(TASK TO COMPLETE)
Pull out each line of the listing that contains the string "positive", matching case exactly.

********************

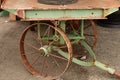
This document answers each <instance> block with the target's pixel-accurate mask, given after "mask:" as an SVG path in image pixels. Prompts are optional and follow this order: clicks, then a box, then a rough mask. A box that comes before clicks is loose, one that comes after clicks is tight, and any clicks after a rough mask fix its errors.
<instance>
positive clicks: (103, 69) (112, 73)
mask: <svg viewBox="0 0 120 80" xmlns="http://www.w3.org/2000/svg"><path fill="white" fill-rule="evenodd" d="M94 65H95V66H96V67H98V68H100V69H102V70H105V71H107V72H109V73H110V74H114V73H115V69H113V68H110V67H109V66H107V65H105V64H103V63H101V62H99V61H95V62H94Z"/></svg>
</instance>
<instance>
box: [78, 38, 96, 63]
mask: <svg viewBox="0 0 120 80" xmlns="http://www.w3.org/2000/svg"><path fill="white" fill-rule="evenodd" d="M80 43H81V44H82V45H83V46H84V47H85V49H86V50H87V51H88V52H89V54H90V55H91V57H92V58H93V61H95V60H96V57H95V54H94V52H93V50H92V49H91V47H90V46H89V45H88V44H87V43H86V42H85V41H84V40H81V41H80Z"/></svg>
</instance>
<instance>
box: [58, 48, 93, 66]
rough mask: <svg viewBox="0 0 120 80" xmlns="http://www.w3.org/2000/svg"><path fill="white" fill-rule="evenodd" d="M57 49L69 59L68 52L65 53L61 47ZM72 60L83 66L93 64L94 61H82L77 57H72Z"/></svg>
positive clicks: (74, 62)
mask: <svg viewBox="0 0 120 80" xmlns="http://www.w3.org/2000/svg"><path fill="white" fill-rule="evenodd" d="M56 51H57V52H58V53H59V54H60V55H61V56H63V57H65V58H66V59H68V53H65V52H63V51H62V50H60V49H58V48H57V49H56ZM72 62H73V63H75V64H78V65H82V66H93V63H92V62H85V61H81V60H79V59H77V58H72Z"/></svg>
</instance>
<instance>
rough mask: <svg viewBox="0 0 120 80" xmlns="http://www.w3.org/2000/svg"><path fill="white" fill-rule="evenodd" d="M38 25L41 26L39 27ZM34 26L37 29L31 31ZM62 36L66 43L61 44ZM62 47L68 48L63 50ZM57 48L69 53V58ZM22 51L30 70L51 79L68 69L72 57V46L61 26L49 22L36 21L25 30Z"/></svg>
mask: <svg viewBox="0 0 120 80" xmlns="http://www.w3.org/2000/svg"><path fill="white" fill-rule="evenodd" d="M38 25H40V26H39V27H37V26H38ZM32 28H34V29H35V31H31V29H32ZM38 28H39V30H38ZM41 29H42V30H41ZM39 31H40V32H39ZM60 38H62V40H63V41H64V45H60V44H59V42H60V41H59V40H60ZM62 48H66V49H65V50H64V51H63V49H62ZM56 49H60V50H61V51H63V52H64V53H65V54H68V59H67V58H64V57H63V56H61V55H60V53H58V51H56ZM20 52H21V57H22V60H23V63H24V65H25V67H26V68H27V70H28V71H29V72H31V73H32V74H33V75H36V76H38V77H41V76H43V77H44V78H46V79H48V80H51V79H56V78H58V77H60V76H62V75H63V73H65V71H66V70H67V69H68V67H69V65H70V62H71V57H72V46H71V43H70V41H69V39H68V37H67V36H66V35H65V33H64V31H63V30H61V29H60V28H58V27H54V26H52V25H50V24H47V23H35V24H32V25H30V26H29V27H28V28H26V29H25V30H24V31H23V33H22V36H21V38H20Z"/></svg>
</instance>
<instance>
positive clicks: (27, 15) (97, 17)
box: [4, 8, 118, 21]
mask: <svg viewBox="0 0 120 80" xmlns="http://www.w3.org/2000/svg"><path fill="white" fill-rule="evenodd" d="M4 10H6V11H8V12H10V13H13V14H15V15H18V16H19V17H21V18H22V19H23V20H30V21H31V20H71V19H75V20H76V19H105V16H107V15H109V14H111V13H113V12H115V11H117V10H118V8H110V9H71V10H69V9H61V10H54V9H53V10H47V9H46V10H42V9H31V10H14V9H4Z"/></svg>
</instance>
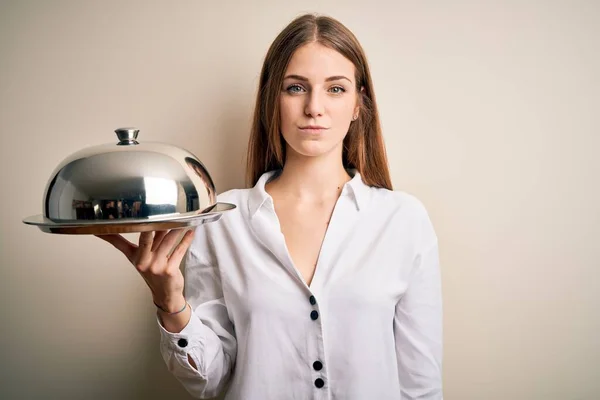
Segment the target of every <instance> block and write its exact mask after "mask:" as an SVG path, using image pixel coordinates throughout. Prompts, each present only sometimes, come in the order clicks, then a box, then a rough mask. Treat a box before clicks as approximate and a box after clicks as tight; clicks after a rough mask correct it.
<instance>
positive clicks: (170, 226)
mask: <svg viewBox="0 0 600 400" xmlns="http://www.w3.org/2000/svg"><path fill="white" fill-rule="evenodd" d="M235 208H236V206H235V205H234V204H229V203H216V204H215V205H213V206H212V207H210V208H209V209H208V210H204V211H202V212H199V211H193V212H188V213H182V214H176V215H158V216H156V217H146V218H136V219H122V220H121V219H114V220H90V221H85V222H81V221H78V222H73V223H71V222H55V221H52V220H51V219H49V218H45V217H44V216H43V215H42V214H38V215H33V216H30V217H27V218H25V219H24V220H23V222H24V223H25V224H27V225H34V226H37V227H38V228H39V229H40V230H41V231H42V232H45V233H55V234H67V235H108V234H114V233H133V232H146V231H161V230H170V229H182V228H187V227H191V226H197V225H202V224H206V223H210V222H215V221H218V220H219V219H221V216H222V215H223V213H224V212H227V211H231V210H233V209H235Z"/></svg>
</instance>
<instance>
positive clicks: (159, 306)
mask: <svg viewBox="0 0 600 400" xmlns="http://www.w3.org/2000/svg"><path fill="white" fill-rule="evenodd" d="M152 301H153V302H154V305H155V306H156V308H158V310H159V312H161V313H162V314H167V315H174V314H179V313H181V312H183V311H184V310H185V308H186V307H187V301H186V300H185V297H184V296H183V294H181V295H179V296H175V297H172V298H166V299H155V298H154V299H152Z"/></svg>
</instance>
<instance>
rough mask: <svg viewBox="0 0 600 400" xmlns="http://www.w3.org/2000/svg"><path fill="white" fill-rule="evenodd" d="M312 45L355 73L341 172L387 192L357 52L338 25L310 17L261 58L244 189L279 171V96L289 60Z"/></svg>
mask: <svg viewBox="0 0 600 400" xmlns="http://www.w3.org/2000/svg"><path fill="white" fill-rule="evenodd" d="M311 42H318V43H320V44H322V45H324V46H327V47H329V48H331V49H333V50H336V51H337V52H339V53H340V54H342V55H343V56H344V57H346V58H348V59H349V60H350V61H352V63H353V64H354V67H355V70H356V76H355V79H356V89H357V93H358V94H359V102H360V103H359V104H360V112H359V117H358V119H357V120H356V121H353V122H352V123H351V124H350V128H349V130H348V134H347V135H346V137H345V138H344V149H343V153H342V162H343V164H344V167H345V168H355V169H356V170H357V171H358V172H359V173H360V174H361V177H362V179H363V181H364V182H365V183H366V184H367V185H369V186H374V187H381V188H387V189H390V190H392V182H391V178H390V173H389V168H388V162H387V156H386V151H385V145H384V141H383V136H382V134H381V124H380V121H379V113H378V111H377V104H376V102H375V93H374V91H373V81H372V79H371V73H370V71H369V65H368V63H367V58H366V56H365V53H364V51H363V49H362V46H361V45H360V43H359V42H358V40H357V39H356V37H355V36H354V34H353V33H352V32H351V31H350V30H349V29H348V28H346V27H345V26H344V25H343V24H342V23H341V22H339V21H337V20H335V19H333V18H331V17H327V16H317V15H313V14H306V15H302V16H300V17H298V18H296V19H294V20H293V21H292V22H291V23H290V24H289V25H288V26H287V27H285V28H284V29H283V31H281V33H280V34H279V35H278V36H277V37H276V38H275V40H274V41H273V43H272V44H271V47H270V48H269V50H268V52H267V55H266V57H265V61H264V63H263V67H262V70H261V73H260V80H259V86H258V94H257V96H256V105H255V109H254V117H253V121H252V130H251V132H250V139H249V142H248V154H247V166H246V181H247V182H246V183H247V185H248V186H249V187H252V186H254V185H255V184H256V182H257V181H258V179H259V178H260V176H261V175H262V174H263V173H265V172H267V171H272V170H276V169H281V168H283V164H284V162H285V141H284V139H283V137H282V135H281V131H280V110H279V95H280V93H281V86H282V85H283V78H284V74H285V71H286V69H287V66H288V64H289V62H290V59H291V58H292V55H293V54H294V52H295V51H296V49H298V48H299V47H301V46H303V45H305V44H308V43H311Z"/></svg>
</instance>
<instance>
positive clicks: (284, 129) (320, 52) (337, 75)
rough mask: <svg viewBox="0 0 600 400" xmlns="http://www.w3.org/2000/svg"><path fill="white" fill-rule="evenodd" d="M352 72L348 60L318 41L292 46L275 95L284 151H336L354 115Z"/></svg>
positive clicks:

********************

(RESPONSE TO THE EXERCISE)
positive clicks: (103, 69) (112, 73)
positive clicks: (74, 62)
positive clicks: (27, 15) (97, 17)
positive clicks: (170, 226)
positive clicks: (159, 306)
positive clicks: (284, 129) (320, 52) (337, 75)
positive clicks:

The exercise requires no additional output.